--- Task instructions ---
Decide whether each statement agrees with the forum exchange about OCD below: (a) the first writer advises focusing mainly on CBT rather than mindfulness; (b) the second writer plans to return to a therapist once paid from a new job; (c) the second writer has already talked to their parents about the thoughts. Answer yes or no for each, quoting the deciding words of the text.

--- Passage ---
= Beginning of Section =

Wow that's amazing that's you're training for a half-marathon and for OCD-UK too :clapping:

Mindfulness isn't the go to therapy for OCD so I'd recommend focusing your attention on CBT the most, but by all means practise mindfulness as well. I would guess that your compulsions have gone up recently and that's why you've had an upturn in thoughts. Trying to get to the bottom of them, is rumination, do you also block out thoughts, ask for reassurance, avoid people or places, think back to check and make sure of something? All of those are common compulsions that will increase the frequency of the thoughts and increase the strength of the emotions they bring on. 

I recommend looking into getting therapy, having someone to talk to and someone who is on your side supporting you can really make the difference when fighting OCD. In the mean time have you got some self-help materials? Break free from OCD is a self-help book that is a great place to start. It has exercises for you to do and will take you through how to start tackling your problem. 

Remember thoughts are just thoughts, they don't say anything about you as a person, that's just a trick OCD plays to get you stuck. 

Don't forget we can support you too when you need a nudge in the right direction :)

Thank you! I really wanted to give something back, as well as push myself!

I need to go back to my therapist and as soon as I get paid from my new job I will. 

I try to block out thoughts, i guess coming on here for reassurance is something I do a lot as well but I am too scared to talk to my parents about it which makes me feel more guilty. Sometimes if I run past a family or group of children i will cross the road and I definitely am thinking back to situations when I was younger or even checking if I'd done anything that day i.e. look at a child in a certain way. Today 2 teenaged boys walked past my car and I looked at them for a few seconds to try and figure out if I was attracted to them, then realised what I was doing and was like how could i do that?! And of course I knew I wasn't attracted to them but yet I felt so guilty for looking at them to check. The guilt and the shame are destroying me.

= End of Section =

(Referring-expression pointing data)
= Beginning of Section =

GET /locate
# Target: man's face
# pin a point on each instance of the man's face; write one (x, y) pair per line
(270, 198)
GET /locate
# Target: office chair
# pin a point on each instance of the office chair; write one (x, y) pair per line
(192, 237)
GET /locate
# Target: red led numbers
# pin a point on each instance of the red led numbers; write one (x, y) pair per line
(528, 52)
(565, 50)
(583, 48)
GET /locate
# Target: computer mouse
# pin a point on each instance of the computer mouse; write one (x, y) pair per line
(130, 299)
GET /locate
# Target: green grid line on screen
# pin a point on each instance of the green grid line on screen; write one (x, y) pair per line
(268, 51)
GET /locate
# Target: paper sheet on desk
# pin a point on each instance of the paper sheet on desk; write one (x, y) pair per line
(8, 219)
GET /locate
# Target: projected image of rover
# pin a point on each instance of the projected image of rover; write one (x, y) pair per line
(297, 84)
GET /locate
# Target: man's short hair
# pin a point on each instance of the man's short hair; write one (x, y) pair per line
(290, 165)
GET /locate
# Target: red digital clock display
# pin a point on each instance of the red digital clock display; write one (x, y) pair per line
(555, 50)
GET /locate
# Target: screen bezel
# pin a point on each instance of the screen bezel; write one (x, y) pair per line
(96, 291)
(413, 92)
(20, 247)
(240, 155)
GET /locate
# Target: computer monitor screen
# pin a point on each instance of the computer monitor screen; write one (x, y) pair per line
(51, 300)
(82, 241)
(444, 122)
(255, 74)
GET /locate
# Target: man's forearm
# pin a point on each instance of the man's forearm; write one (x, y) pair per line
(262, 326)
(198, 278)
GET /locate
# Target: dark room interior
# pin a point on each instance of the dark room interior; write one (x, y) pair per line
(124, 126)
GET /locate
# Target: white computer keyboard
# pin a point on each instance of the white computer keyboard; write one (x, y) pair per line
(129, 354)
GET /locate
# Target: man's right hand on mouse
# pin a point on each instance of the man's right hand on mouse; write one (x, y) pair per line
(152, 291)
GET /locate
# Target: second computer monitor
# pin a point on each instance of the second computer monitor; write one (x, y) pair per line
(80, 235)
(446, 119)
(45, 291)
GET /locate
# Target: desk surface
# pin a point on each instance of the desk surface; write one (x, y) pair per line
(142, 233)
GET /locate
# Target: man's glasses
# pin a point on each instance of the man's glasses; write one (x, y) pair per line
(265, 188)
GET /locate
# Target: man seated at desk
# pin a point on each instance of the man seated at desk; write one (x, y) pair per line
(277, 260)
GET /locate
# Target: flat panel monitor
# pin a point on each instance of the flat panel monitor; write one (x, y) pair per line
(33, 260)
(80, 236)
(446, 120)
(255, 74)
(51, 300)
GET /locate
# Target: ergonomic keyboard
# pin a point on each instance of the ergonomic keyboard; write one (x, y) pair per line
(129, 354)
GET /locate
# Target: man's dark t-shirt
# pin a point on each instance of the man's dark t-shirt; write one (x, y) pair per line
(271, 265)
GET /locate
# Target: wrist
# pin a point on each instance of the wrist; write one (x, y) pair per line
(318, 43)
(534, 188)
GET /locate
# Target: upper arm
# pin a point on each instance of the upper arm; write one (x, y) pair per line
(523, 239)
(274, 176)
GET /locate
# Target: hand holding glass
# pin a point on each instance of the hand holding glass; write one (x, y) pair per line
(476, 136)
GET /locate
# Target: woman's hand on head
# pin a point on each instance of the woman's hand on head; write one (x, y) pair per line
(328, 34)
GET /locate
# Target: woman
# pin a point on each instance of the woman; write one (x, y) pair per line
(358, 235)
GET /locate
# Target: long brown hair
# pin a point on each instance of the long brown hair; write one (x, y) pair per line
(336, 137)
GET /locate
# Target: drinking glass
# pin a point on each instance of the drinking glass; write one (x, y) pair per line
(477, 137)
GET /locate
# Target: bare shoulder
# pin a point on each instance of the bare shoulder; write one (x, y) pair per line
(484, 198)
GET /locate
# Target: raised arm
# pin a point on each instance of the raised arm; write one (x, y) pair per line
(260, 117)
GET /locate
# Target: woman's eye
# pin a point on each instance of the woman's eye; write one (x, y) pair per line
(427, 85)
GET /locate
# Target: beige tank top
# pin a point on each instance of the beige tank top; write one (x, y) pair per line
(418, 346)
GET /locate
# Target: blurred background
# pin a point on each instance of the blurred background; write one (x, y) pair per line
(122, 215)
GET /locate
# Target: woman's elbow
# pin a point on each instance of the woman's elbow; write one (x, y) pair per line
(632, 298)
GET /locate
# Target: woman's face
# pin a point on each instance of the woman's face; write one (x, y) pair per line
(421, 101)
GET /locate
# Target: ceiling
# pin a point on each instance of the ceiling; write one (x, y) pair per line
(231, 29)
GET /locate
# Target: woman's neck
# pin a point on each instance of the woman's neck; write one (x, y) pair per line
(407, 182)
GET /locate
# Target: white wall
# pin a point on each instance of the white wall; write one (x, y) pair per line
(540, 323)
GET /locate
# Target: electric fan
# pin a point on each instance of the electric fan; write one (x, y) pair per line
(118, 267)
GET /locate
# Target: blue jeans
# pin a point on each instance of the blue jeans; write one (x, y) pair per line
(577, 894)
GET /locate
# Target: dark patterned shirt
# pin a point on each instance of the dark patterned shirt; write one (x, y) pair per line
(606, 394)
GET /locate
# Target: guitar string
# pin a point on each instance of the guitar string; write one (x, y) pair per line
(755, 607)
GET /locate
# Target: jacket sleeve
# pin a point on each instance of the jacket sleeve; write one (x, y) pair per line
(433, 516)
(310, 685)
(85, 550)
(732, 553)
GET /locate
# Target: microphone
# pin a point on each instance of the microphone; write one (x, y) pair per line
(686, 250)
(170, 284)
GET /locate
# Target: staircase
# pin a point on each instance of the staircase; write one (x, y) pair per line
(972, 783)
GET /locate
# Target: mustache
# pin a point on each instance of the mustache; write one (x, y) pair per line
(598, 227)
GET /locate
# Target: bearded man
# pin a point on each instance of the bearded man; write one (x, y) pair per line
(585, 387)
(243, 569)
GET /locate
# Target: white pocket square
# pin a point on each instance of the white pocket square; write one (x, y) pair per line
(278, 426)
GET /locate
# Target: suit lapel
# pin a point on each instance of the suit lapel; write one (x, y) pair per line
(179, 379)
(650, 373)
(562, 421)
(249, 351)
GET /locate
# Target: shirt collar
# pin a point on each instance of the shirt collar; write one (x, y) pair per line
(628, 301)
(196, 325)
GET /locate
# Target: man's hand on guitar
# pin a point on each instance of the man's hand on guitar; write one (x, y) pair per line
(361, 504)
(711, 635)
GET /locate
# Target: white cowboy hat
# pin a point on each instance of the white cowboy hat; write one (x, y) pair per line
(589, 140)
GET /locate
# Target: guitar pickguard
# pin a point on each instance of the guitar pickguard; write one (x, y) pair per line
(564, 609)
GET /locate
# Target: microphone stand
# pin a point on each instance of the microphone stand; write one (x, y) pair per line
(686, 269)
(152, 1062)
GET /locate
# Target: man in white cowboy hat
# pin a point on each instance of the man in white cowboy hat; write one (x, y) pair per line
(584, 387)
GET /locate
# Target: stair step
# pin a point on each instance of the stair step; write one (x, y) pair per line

= End of Section =

--- Task result ---
(a) Yes: "Mindfulness isn't the go to therapy for OCD so I'd recommend focusing your attention on CBT the most"
(b) Yes: "I need to go back to my therapist and as soon as I get paid from my new job I will."
(c) No: "I am too scared to talk to my parents about it"